:: Extrait ::
%%

Appliquer les critères de standards de marché européens sur les produits de la pêche à des cas concrets – Etude d’opérabilité et développements méthodologiques
Une collaboration de Sayari avec des étudiants de l’Ecole polytechnique sur l’impact de la pêche sur la biodiversité
Cette année encore (2022-2023), nous avons encadré des étudiants de l’Ecole polytechnique dans le cadre de leur projet scientifique commun. Objectif : Etablir un indicateur d’impact sur la biodiversité pour les produits de la pêche. Le point de départ est une publication du CSTEP sur les critères de durabilité des produits de la pêche. Le CSTEP (Comité Scientifique et Technique et Economique des Pêches) est l’organisme scientifique halieutique de la Commission européenne. Il a proposé des critères (qualitatifs) pour évaluer cette durabilité en 2020 [1], en indicateurs (quantitatifs) pour objectiver ces critères en 2022 [2]. Ce projet a donc permis d’opérationnaliser ces critères de pêche durable en les confrontant aux données disponibles.
Ce projet a permis aux élèves-ingénieurs de s’approprier la démarche de recherche scientifique : analyse bibliographique, développement de méthode, collecte de données, application à des cas d’étude, analyse critique, rédaction et vulgarisation scientifique. Supervisés par Grégoire et Aurore, ils et elles ont suivi un calendrier rigoureux (Figure 1).

%%

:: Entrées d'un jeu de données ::

%%

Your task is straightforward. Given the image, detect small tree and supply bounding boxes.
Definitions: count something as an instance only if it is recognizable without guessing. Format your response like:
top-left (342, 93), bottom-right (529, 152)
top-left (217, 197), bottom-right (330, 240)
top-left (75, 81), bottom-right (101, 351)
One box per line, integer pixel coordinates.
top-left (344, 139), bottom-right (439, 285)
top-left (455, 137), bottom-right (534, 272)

%%

Dans l'extrait sur l'impact de la pêche sur la biodiversité, en quelle année le CSTEP a-t-il proposé des critères qualitatifs pour évaluer la durabilité des produits de la pêche ?

:: Réponse ::
En 2020.